_Task statement_
Could you change every "Report" in the listing below to "Result" and keep all else the same?

(Pointing records)
***
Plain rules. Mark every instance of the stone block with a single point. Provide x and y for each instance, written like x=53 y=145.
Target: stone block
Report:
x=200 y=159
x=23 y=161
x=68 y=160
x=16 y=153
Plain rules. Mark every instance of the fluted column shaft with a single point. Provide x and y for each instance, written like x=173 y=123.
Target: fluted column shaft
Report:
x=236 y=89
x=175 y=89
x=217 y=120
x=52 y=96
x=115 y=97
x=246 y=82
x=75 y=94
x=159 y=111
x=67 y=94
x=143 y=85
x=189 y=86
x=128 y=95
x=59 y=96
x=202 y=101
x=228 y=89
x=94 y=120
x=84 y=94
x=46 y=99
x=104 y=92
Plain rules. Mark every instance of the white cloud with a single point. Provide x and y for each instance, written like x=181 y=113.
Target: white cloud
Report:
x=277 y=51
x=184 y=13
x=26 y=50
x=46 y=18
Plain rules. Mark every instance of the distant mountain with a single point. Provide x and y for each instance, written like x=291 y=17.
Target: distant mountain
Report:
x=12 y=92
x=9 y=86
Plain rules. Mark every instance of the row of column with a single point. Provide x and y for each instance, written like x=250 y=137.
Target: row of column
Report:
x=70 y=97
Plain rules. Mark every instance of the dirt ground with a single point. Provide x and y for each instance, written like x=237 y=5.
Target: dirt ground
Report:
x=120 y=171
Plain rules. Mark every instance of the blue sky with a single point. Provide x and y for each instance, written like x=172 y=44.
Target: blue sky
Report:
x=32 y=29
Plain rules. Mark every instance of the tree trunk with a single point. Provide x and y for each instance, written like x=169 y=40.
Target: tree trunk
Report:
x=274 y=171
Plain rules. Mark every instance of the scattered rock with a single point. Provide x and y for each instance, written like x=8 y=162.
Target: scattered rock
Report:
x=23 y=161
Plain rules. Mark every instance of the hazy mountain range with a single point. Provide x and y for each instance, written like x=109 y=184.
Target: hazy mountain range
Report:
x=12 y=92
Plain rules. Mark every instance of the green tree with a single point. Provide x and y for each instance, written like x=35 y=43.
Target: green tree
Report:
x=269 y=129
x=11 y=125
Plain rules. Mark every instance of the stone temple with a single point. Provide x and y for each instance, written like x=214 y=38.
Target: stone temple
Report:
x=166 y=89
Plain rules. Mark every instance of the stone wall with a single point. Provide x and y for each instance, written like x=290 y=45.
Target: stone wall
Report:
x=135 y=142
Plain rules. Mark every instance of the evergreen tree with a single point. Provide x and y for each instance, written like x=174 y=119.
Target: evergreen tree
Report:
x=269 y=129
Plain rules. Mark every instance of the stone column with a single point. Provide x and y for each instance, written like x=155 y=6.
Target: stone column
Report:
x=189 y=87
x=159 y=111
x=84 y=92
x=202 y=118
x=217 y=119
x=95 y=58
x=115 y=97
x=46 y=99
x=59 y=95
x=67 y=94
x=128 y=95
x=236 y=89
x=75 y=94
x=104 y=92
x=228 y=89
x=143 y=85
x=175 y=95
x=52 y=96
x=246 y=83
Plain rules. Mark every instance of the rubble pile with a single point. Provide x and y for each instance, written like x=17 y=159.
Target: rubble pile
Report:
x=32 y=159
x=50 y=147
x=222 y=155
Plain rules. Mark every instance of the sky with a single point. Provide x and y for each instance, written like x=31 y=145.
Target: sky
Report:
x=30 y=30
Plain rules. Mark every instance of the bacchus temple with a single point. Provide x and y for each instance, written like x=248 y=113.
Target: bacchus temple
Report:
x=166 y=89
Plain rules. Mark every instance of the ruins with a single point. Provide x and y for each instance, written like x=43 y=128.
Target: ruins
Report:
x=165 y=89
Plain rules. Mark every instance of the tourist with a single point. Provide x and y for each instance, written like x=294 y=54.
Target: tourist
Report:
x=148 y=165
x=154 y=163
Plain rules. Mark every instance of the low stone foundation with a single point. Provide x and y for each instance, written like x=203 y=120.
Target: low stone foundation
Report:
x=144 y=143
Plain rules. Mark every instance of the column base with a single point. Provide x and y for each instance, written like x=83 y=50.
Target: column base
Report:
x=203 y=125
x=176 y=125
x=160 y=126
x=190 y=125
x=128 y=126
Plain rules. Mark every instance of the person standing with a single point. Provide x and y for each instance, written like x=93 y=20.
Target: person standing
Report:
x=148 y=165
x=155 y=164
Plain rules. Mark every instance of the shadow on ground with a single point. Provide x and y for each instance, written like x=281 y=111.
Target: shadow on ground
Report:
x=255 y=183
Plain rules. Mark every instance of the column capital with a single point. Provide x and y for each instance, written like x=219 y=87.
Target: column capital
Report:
***
_Written solution_
Plain rules. Mark every instance of the stone block with a single point. Provide x and y for each instance, written like x=53 y=145.
Target: stone block
Result:
x=200 y=159
x=23 y=161
x=68 y=160
x=16 y=153
Plain rules. Mark every instance of the fluted column shaft with a single point. Provide x and y for each instance, written like x=173 y=123.
Target: fluted column shaft
Result:
x=236 y=89
x=175 y=89
x=217 y=120
x=52 y=96
x=115 y=97
x=246 y=82
x=75 y=94
x=159 y=111
x=67 y=94
x=143 y=85
x=189 y=86
x=128 y=95
x=59 y=96
x=202 y=101
x=228 y=89
x=94 y=120
x=84 y=94
x=46 y=99
x=104 y=92
Plain rules. Mark every instance of the white cloud with a single point. Provide x and y for each instance, written like x=181 y=113.
Target: white cloud
Result:
x=277 y=51
x=184 y=13
x=26 y=50
x=46 y=18
Plain rules. Mark every instance of the distant mountain with a single point. Provide x and y for each instance, written like x=291 y=17.
Target: distant mountain
Result:
x=12 y=92
x=9 y=86
Plain rules. Mark every instance of the row of column with a single point. Provide x and y for each instance, written like x=250 y=137.
Target: row of column
Result:
x=70 y=97
Plain rules. Mark every instance of the dirt ground with a single point. Provide x and y for each instance, written like x=237 y=5.
Target: dirt ground
Result:
x=120 y=171
Plain rules. Mark every instance of the blue sky with a single point. Provide x and y for each instance, written like x=172 y=44.
Target: blue sky
Result:
x=32 y=29
Plain rules. Mark every instance of the tree trunk with a single point. Provide x and y for each instance, written like x=169 y=40.
Target: tree trunk
Result:
x=274 y=171
Plain rules. Mark every instance of the scattered rock with a single point. Provide x and y for each instance, written like x=8 y=162.
Target: scattered rock
Result:
x=23 y=161
Plain rules. Mark every instance of the hazy mountain range with a single point. Provide x and y for each instance, written like x=109 y=184.
Target: hazy mountain range
Result:
x=12 y=92
Plain rules. Mark every instance of the green tree with a single point. Provide x and y for each instance, written like x=35 y=43.
Target: green tree
Result:
x=269 y=129
x=11 y=125
Plain rules. Mark every instance of the stone temple with a single point. Provide x and y for each instance, written like x=214 y=38.
Target: stone temple
Result:
x=166 y=89
Plain rules. Mark every instance of the stone wall with a single point. Provide x and y for each instance, written like x=290 y=45.
Target: stone wall
Result:
x=135 y=142
Plain rules. Mark every instance of the evergreen tree with a single point. Provide x and y for each instance, written like x=174 y=119.
Target: evergreen tree
Result:
x=269 y=129
Plain rules. Mark every instance of the stone column with a single point. Provide x and y for each instance, written like x=155 y=6.
Target: stone column
Result:
x=189 y=87
x=159 y=111
x=84 y=92
x=202 y=118
x=217 y=119
x=95 y=58
x=115 y=97
x=46 y=99
x=59 y=95
x=67 y=94
x=128 y=95
x=236 y=89
x=75 y=94
x=104 y=92
x=228 y=89
x=143 y=85
x=175 y=95
x=52 y=96
x=246 y=83
Plain rules. Mark every instance of the rubble pile with a single point. Provide x and y for each instance, written like x=17 y=159.
Target: rubble pile
Result:
x=32 y=159
x=50 y=147
x=222 y=155
Plain rules. Mark every instance of the sky with a single point. Provide x and y for each instance, written like x=31 y=145.
Target: sky
Result:
x=30 y=30
Plain rules. Mark every instance of the bacchus temple with a single point. Provide x and y for each instance, written like x=248 y=113.
Target: bacchus temple
Result:
x=166 y=89
Plain rules. Mark every instance of the ruins with a single point. Provide x and y for each instance, written like x=43 y=128.
Target: ruins
Result:
x=165 y=89
Plain rules. Mark every instance of the tourist with a single point. Provide x and y for each instance, written like x=294 y=54.
Target: tourist
Result:
x=148 y=165
x=154 y=163
Plain rules. Mark every instance of the low stone foundation with a single point. Provide x and y for each instance, written like x=203 y=120.
Target: low stone foundation
Result:
x=144 y=143
Plain rules. Mark every instance of the column base with a single point. Provide x and y for each instance, written like x=83 y=50.
Target: column base
Result:
x=203 y=125
x=176 y=125
x=160 y=126
x=190 y=125
x=128 y=126
Plain rules. Mark every instance of the person standing with a single point. Provide x and y for each instance, written like x=93 y=20.
Target: person standing
Result:
x=148 y=165
x=155 y=164
Plain rules. Mark every instance of the shadow on ground with a single point. Provide x and y for each instance, written like x=281 y=111.
Target: shadow on ground
Result:
x=255 y=183
Plain rules. Mark every instance of the column capital with a single point. Provide x and y for each instance, written like x=219 y=87.
Target: column capital
Result:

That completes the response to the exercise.